[start of Rows]
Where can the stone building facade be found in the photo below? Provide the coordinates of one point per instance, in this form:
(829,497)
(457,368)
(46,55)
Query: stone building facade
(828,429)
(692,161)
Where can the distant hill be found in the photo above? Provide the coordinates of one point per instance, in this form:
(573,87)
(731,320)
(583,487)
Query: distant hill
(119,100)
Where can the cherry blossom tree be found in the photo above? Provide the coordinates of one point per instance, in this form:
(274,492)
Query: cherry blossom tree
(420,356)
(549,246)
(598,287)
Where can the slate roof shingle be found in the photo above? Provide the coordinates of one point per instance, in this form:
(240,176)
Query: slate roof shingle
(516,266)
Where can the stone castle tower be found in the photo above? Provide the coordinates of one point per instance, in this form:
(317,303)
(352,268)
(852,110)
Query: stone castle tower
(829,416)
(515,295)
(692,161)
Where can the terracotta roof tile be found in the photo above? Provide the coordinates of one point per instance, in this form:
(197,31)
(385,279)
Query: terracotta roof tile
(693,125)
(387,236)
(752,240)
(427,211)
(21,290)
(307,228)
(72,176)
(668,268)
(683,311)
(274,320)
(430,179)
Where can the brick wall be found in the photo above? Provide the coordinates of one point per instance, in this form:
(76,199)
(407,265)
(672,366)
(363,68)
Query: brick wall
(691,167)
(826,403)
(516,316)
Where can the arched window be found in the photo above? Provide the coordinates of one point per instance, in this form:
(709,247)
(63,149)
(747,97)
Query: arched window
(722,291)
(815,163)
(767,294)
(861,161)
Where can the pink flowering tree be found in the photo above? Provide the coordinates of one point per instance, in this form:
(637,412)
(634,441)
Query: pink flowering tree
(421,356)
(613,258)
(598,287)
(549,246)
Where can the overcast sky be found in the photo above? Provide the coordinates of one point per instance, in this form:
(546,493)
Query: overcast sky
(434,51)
[end of Rows]
» **Instruction**: Please copy the entries above word for word, starting at the line containing "Where can the pink" and continuing through the last of the entries, both ends included.

» **Response**:
Where can the pink flowering tree be found in the photo above? Provide the coordinates of one point per instance, in this form:
(637,412)
(634,441)
Query: pink flowering tree
(421,356)
(613,258)
(598,287)
(549,246)
Where can the overcast sky be found in the photo above? Provide the coordinates of one point per instance, in this form:
(546,493)
Query: overcast sky
(434,51)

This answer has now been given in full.